He was not performing at the time he was stricken; he often held court outside the Apple Barrel on his off-nights.
Known for an especially gravelly voice, a swamp-blues guitar style and a fascination with subjects of a spiritual and/or mystical nature, Mr. Robicheaux lived an especially colorful life, even by the standards of a New Orleans musician.
He released several albums over the past two decades. He was a mainstay of the Frenchmen Street entertainment district, a familiar figure both on- and off-stage, even as he also performed around the globe.
Mr. Robicheaux made a memorable appearance during the opening scene of the second episode of the first-season of the HBO series “Treme”: He sacrificed a rooster in the studio of community radio station WWOZ-FM.
He was also a visual artist, sculptor and painter. He created the bronze bust of Professor Longhair that stands near the entrance of Tipitina’s.

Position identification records
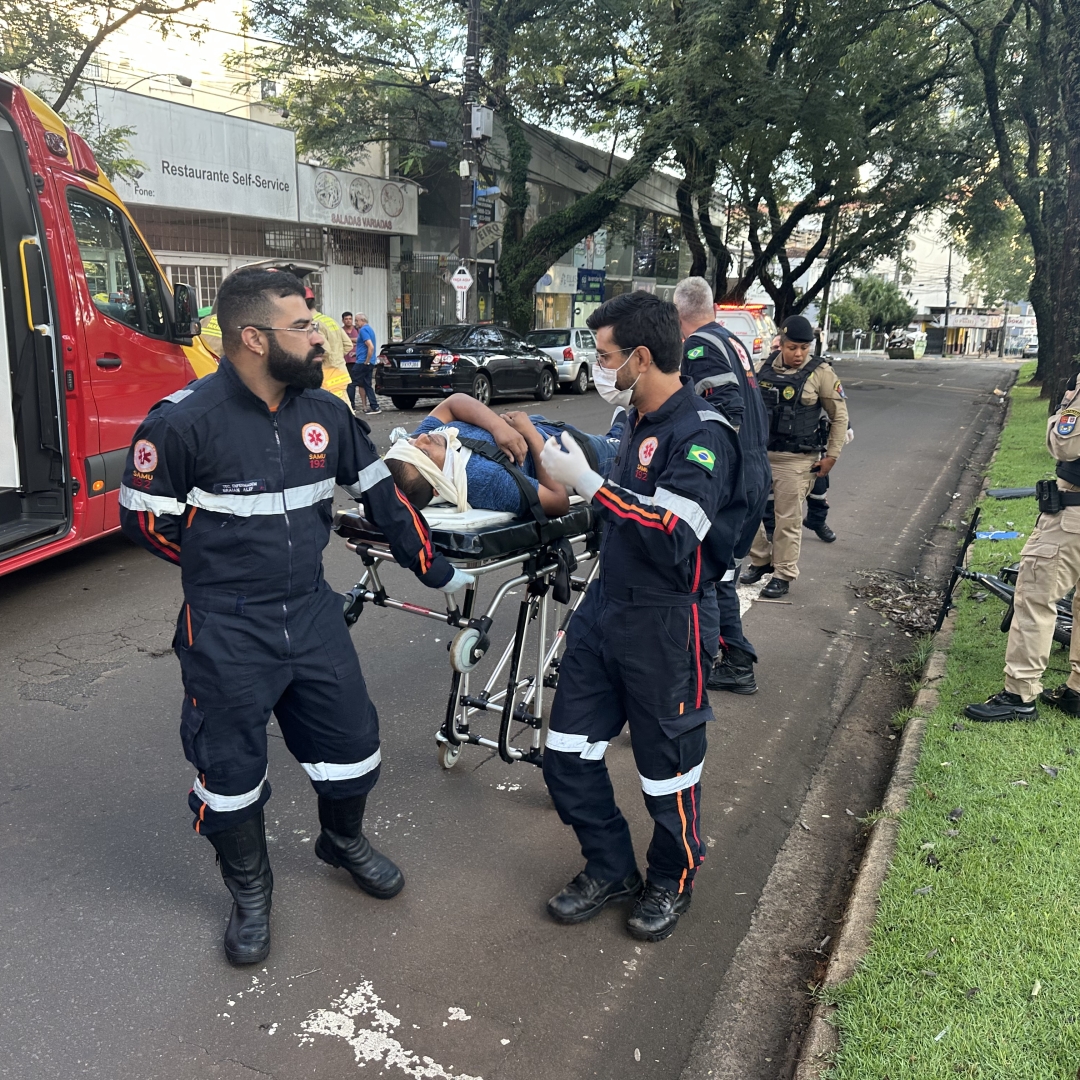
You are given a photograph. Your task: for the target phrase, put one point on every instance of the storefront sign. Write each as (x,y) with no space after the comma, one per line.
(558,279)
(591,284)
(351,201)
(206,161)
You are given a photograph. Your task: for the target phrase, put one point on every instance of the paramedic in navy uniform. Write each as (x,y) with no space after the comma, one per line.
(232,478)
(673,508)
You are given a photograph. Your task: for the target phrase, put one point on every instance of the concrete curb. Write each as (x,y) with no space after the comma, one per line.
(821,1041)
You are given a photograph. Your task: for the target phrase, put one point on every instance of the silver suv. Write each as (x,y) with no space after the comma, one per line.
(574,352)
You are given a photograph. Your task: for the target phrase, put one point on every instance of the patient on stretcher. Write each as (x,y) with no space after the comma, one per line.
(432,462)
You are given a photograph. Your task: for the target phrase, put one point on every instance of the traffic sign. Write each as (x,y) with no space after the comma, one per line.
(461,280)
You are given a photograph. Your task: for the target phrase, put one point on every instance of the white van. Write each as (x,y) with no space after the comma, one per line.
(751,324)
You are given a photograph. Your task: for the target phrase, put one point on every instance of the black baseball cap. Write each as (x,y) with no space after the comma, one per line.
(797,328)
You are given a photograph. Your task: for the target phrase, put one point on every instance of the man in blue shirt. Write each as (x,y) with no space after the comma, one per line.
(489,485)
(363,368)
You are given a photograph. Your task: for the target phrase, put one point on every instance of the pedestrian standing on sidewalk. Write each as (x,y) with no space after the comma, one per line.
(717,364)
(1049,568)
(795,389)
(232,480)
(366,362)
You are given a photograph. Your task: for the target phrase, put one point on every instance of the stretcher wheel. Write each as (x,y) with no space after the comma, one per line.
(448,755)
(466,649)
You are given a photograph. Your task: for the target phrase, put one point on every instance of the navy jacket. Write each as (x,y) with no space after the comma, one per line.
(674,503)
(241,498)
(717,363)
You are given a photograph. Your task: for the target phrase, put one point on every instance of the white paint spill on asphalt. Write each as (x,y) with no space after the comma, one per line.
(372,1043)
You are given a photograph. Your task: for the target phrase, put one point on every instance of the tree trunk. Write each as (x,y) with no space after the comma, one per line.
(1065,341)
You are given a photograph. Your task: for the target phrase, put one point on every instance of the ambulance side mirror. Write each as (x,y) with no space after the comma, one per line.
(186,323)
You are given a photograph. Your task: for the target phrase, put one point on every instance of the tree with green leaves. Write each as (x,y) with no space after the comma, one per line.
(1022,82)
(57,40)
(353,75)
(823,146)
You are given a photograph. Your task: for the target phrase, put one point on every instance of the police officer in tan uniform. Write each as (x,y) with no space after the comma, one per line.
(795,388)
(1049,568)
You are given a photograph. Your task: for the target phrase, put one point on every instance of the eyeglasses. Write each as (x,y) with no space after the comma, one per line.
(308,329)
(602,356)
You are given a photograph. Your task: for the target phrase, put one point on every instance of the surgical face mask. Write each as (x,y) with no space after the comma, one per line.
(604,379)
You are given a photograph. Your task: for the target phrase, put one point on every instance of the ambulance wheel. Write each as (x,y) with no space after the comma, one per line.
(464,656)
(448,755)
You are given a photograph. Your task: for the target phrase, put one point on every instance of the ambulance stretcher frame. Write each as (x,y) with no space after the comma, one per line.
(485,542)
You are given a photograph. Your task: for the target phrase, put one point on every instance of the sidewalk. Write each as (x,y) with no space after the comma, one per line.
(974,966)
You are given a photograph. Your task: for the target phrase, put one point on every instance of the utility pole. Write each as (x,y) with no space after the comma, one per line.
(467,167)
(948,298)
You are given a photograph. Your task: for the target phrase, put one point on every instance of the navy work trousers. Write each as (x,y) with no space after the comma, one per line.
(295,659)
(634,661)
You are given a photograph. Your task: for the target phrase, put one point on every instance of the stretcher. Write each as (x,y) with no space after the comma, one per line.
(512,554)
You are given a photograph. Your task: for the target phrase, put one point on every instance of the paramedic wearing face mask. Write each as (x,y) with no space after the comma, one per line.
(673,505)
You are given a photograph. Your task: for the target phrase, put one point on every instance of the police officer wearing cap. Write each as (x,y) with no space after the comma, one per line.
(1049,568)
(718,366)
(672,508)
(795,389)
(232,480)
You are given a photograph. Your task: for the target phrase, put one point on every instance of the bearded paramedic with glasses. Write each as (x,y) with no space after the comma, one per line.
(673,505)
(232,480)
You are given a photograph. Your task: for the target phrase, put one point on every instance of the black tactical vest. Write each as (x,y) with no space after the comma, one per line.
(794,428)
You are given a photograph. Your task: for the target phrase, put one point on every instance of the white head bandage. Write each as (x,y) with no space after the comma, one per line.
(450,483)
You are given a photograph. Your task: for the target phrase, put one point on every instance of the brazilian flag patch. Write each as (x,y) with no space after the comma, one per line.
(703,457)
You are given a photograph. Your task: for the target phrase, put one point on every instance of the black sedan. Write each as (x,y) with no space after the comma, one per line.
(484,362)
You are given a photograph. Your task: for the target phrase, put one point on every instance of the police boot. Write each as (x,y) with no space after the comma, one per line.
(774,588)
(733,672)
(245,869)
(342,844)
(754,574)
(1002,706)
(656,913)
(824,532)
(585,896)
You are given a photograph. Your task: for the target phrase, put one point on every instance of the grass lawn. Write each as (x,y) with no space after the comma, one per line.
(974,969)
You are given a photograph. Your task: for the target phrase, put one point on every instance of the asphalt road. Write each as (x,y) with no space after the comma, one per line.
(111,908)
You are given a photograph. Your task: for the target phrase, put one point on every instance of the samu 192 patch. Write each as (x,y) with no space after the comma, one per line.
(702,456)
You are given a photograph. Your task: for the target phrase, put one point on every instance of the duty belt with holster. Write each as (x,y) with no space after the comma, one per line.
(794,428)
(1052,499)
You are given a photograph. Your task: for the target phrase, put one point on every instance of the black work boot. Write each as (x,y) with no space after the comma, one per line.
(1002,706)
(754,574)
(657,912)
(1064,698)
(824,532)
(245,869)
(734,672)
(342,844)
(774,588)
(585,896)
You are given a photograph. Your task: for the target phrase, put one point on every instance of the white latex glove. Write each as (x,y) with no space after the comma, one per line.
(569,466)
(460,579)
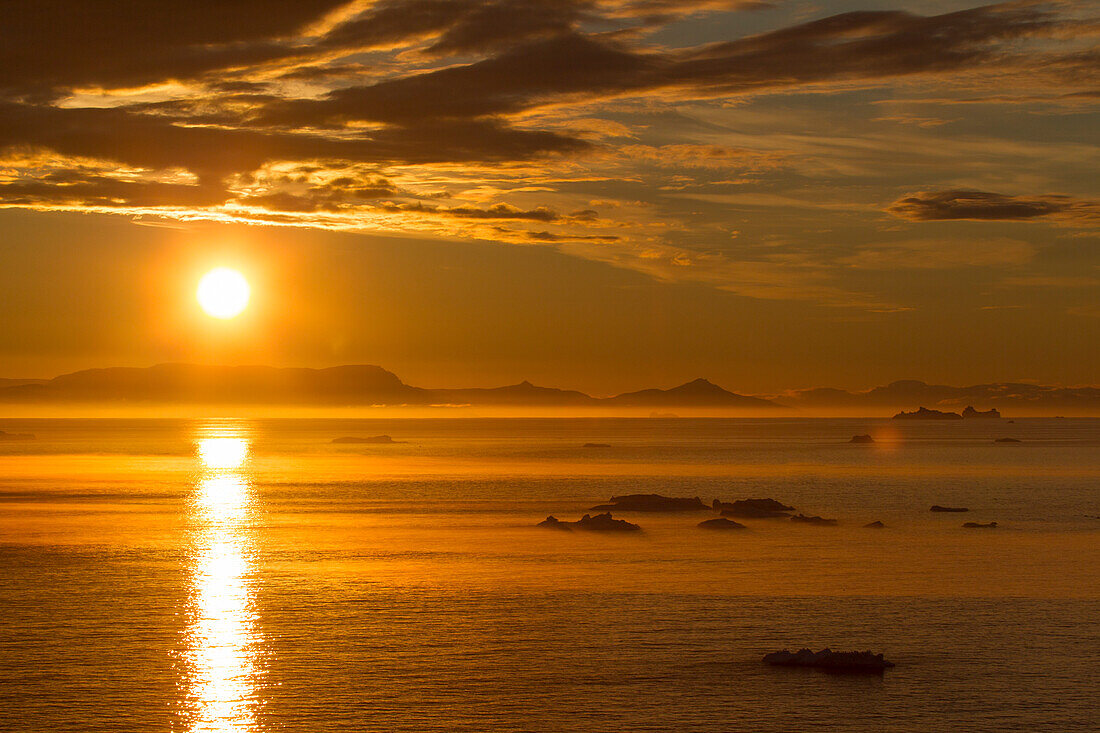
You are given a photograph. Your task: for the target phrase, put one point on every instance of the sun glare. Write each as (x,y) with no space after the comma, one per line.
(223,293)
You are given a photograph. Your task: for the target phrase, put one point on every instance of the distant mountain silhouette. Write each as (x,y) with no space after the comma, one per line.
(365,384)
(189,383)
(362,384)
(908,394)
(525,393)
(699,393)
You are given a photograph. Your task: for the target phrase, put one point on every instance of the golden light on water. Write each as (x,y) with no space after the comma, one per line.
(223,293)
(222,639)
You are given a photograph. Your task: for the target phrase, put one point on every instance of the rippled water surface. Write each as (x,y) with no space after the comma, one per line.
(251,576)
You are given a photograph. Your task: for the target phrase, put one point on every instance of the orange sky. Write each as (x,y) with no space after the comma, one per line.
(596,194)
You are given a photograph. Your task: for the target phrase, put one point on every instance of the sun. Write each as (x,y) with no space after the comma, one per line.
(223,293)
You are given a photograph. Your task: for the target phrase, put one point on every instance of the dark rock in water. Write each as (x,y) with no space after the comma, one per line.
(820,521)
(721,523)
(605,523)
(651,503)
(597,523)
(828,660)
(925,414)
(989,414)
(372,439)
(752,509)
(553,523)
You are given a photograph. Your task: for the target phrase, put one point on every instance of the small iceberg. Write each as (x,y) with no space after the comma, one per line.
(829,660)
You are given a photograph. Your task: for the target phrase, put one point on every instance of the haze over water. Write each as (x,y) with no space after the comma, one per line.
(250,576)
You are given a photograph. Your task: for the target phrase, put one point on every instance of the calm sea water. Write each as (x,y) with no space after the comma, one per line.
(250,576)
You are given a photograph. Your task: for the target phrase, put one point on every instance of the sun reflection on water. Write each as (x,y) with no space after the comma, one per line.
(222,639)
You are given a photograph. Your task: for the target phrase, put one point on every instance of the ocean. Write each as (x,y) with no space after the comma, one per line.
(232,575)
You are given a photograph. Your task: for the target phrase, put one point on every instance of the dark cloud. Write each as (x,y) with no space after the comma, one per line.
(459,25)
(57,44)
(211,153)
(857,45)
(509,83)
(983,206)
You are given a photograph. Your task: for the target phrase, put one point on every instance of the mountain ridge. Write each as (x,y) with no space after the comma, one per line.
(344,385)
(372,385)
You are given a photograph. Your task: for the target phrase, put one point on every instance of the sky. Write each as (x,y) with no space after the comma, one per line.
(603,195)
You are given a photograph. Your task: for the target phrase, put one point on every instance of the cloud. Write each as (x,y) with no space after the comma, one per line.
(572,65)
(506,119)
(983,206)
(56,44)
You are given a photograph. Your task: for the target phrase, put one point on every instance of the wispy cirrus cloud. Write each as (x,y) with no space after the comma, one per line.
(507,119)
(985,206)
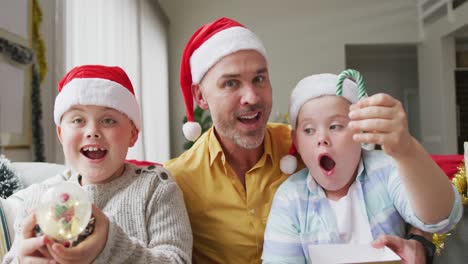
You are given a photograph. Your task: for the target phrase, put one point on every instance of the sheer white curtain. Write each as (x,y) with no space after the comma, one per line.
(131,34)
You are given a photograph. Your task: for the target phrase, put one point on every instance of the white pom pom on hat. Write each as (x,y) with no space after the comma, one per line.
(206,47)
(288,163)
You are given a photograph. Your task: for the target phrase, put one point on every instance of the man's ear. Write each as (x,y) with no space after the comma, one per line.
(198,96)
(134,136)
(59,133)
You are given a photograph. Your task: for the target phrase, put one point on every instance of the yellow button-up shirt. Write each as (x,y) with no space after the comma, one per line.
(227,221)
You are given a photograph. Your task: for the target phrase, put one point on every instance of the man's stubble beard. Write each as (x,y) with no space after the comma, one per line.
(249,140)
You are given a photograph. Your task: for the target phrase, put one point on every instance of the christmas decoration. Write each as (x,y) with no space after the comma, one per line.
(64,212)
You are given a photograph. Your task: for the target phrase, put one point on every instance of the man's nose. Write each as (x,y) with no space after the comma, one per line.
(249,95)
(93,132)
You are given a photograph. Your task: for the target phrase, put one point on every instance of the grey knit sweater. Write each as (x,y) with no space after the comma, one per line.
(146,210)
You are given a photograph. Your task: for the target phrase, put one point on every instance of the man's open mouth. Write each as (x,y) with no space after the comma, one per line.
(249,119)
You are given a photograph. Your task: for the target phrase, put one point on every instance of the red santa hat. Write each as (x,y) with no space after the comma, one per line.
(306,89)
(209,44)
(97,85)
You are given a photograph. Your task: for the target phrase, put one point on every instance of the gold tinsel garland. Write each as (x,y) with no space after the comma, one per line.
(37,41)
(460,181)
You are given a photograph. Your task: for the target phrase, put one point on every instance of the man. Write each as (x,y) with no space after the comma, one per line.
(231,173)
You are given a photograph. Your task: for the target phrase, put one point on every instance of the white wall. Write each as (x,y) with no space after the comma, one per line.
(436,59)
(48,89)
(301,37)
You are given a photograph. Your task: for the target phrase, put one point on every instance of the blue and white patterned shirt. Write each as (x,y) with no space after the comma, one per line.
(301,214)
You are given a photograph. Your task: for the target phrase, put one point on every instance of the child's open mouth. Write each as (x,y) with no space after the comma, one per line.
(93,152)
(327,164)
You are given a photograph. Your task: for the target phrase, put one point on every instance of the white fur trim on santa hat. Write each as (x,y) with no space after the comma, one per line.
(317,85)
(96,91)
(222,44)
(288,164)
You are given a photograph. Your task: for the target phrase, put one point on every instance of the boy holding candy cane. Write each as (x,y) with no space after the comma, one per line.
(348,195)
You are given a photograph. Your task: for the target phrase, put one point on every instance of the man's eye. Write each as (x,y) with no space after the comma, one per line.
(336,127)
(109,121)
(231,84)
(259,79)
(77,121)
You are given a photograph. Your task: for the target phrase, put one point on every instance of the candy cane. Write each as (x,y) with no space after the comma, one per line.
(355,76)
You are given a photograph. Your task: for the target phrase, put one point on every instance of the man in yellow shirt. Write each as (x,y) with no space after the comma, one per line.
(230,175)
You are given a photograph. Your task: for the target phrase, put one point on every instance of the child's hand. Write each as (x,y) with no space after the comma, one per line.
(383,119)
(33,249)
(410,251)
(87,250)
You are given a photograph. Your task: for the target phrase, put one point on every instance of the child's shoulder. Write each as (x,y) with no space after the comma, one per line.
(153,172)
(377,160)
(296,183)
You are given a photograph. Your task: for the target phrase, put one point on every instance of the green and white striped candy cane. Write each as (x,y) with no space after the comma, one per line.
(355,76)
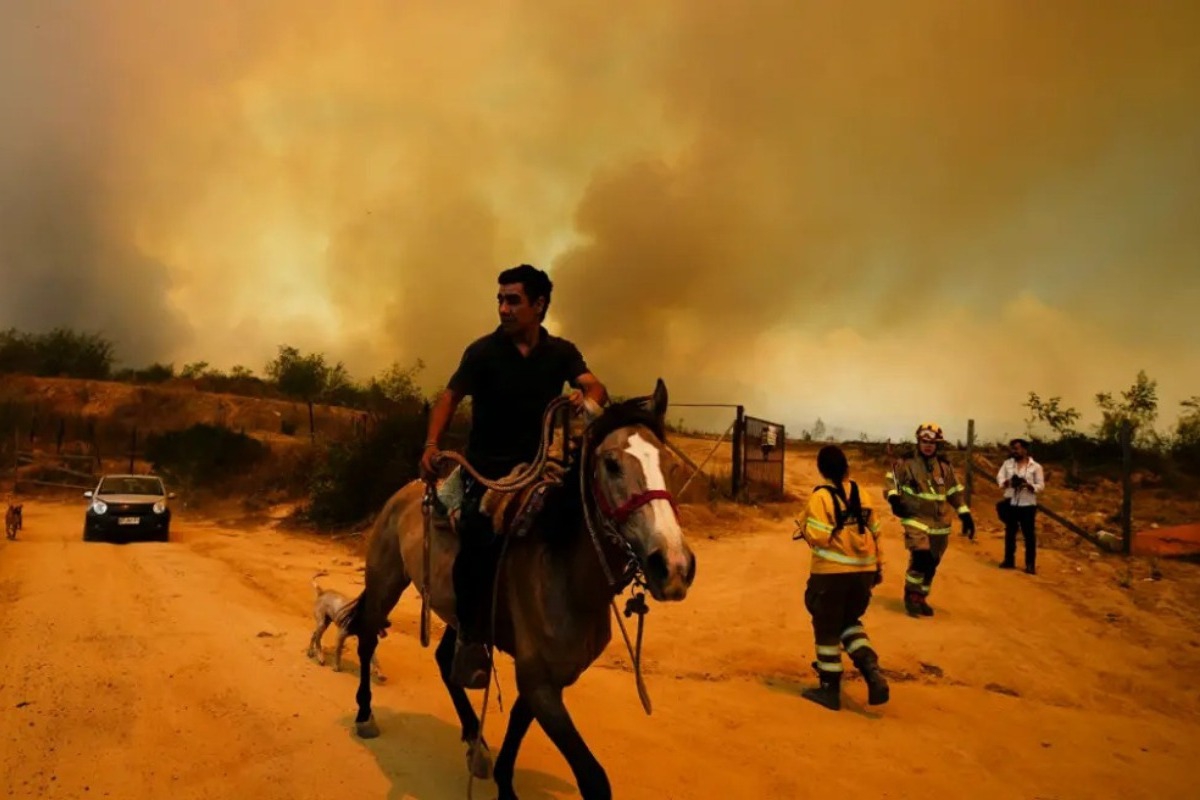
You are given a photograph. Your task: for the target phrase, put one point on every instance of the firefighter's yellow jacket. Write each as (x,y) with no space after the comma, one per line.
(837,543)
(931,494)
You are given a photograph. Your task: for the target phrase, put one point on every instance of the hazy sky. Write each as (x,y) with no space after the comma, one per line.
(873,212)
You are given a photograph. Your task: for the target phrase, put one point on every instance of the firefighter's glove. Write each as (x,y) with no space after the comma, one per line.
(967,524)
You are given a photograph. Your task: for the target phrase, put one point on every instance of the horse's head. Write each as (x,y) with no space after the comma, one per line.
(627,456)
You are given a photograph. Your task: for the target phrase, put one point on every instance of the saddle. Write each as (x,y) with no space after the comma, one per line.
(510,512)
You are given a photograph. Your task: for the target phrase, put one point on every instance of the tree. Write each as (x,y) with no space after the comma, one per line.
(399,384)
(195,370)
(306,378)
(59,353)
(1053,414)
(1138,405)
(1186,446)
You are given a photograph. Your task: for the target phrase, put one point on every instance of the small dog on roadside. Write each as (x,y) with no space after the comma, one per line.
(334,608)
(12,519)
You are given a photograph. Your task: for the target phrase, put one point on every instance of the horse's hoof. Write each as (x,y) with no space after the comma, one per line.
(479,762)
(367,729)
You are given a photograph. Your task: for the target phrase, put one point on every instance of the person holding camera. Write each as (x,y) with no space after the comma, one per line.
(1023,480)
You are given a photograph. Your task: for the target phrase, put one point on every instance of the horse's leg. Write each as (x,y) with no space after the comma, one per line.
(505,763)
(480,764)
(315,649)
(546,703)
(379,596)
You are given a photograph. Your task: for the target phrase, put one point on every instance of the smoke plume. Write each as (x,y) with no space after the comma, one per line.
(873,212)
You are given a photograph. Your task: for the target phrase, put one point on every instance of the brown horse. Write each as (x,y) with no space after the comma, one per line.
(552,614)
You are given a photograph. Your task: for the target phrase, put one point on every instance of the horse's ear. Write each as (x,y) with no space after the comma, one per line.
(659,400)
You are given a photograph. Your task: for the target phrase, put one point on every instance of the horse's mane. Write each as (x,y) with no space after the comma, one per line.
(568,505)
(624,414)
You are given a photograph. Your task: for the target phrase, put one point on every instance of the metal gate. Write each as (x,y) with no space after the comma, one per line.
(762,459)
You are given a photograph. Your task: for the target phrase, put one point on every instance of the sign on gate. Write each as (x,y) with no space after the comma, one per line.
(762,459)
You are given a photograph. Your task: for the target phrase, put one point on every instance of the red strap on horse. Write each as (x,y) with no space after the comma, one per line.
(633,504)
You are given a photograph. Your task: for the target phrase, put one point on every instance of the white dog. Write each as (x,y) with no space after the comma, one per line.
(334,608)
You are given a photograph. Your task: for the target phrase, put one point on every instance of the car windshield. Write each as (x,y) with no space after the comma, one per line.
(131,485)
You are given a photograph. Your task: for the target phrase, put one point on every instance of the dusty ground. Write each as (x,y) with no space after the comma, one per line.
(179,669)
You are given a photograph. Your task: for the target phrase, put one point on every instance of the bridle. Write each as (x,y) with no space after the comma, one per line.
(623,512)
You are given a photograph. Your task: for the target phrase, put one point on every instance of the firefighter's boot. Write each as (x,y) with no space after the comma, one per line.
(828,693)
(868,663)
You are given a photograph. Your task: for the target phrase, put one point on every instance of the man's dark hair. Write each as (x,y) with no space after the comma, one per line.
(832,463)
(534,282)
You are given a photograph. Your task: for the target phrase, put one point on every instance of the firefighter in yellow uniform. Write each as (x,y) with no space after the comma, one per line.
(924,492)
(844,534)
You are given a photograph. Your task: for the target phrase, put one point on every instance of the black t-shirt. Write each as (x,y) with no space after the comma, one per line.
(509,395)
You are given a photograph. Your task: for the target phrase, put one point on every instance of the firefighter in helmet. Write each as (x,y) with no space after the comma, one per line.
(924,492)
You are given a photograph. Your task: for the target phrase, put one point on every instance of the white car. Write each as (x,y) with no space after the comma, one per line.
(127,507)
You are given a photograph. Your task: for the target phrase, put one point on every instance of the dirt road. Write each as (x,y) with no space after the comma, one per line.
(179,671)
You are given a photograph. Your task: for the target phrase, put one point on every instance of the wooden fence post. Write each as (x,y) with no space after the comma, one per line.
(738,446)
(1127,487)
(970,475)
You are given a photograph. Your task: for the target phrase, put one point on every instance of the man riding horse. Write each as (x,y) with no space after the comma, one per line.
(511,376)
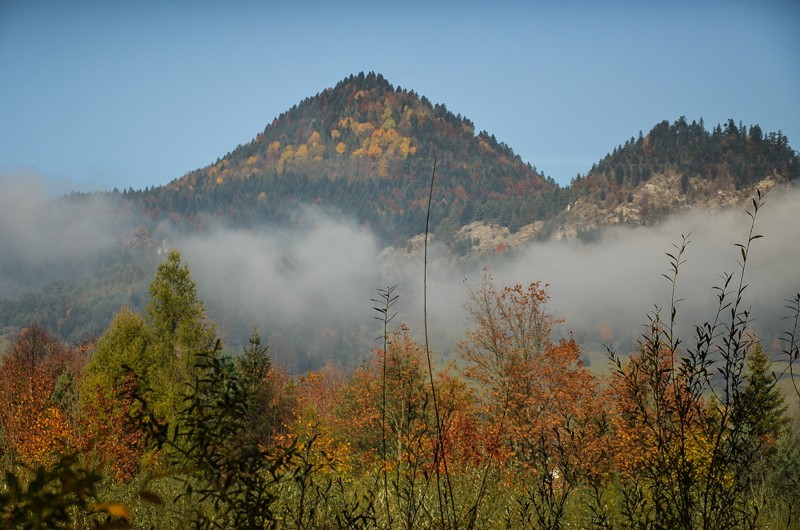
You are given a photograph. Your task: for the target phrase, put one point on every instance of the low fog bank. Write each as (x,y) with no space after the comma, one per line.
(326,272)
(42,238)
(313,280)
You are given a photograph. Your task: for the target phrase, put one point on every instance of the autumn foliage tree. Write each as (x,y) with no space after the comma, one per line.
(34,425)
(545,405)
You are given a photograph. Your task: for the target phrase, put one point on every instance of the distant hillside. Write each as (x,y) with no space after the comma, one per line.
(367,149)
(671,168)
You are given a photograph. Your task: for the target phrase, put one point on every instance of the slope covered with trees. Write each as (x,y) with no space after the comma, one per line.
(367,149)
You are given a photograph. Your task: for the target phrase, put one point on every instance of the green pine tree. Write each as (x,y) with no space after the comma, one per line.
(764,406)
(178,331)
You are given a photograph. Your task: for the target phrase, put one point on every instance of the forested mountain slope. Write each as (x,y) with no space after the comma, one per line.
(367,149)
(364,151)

The tasks
• 1. In the passage about Mr. Robicheaux, whose bronze bust did he create?
• 2. Reproduce the passage about Mr. Robicheaux from "He was not performing" up to and including "radio station WWOZ-FM.".
• 3. Carry on the passage about Mr. Robicheaux from the point where it stops.
These rows were gathered from a separate source.

Replies
• 1. Professor Longhair's.

• 2.
He was not performing at the time he was stricken; he often held court outside the Apple Barrel on his off-nights.
Known for an especially gravelly voice, a swamp-blues guitar style and a fascination with subjects of a spiritual and/or mystical nature, Mr. Robicheaux lived an especially colorful life, even by the standards of a New Orleans musician.
He released several albums over the past two decades. He was a mainstay of the Frenchmen Street entertainment district, a familiar figure both on- and off-stage, even as he also performed around the globe.
Mr. Robicheaux made a memorable appearance during the opening scene of the second episode of the first-season of the HBO series “Treme”: He sacrificed a rooster in the studio of community radio station WWOZ-FM.

• 3.
True to the spirit of New Orleans Coco, whose real name was Curtis Arceneaux led a colorful life. You should take the time to read about it here: http://blog.nola.com/entertainment_impact_music/print.html?entry=/2011/11/coco_robicheaux_rushed_from_ap.html
Back in 1983/84 when I lived on First Street (between Baronne and Dryades) Coco was my upstairs neighbor. I remember when he cast the bronze bust of the Fess. For a long time before it found its current home it was simply the most amazing door stop the world has ever seen. Coco Robicheaux was one of my favorite local friends. Many a night when he was working the door at Tips (before the World’s Fair closed the place down for a couple of years) Coco would let me slip in to see the Fess, The Nevilles, James Booker, Marcia Ball and others.
The world will be a sadder, drearier place without Coco in it. RIP Cher Ami.
I’m beginning not to like this getting older business.
Not only that, it’s a little unnerving when the departing ones are more and more often younger. Sigh.
Wonderful videos. Have you ever thought of writing a book about your New Orleans years? Your posts are fascinating, as are the vignettes you share. As someone said to me recenty – if you’re going to write memoir, do it before your memory goes! 😉
No, Linda, I never did think about doing a book about my New Orleans years. Thinking back on those times they were pretty ordinary, much of it spent in a haze of licit and illicit substances. But it’s sort of like what they say about the 60s…if you can remember them then you weren’t really a participant.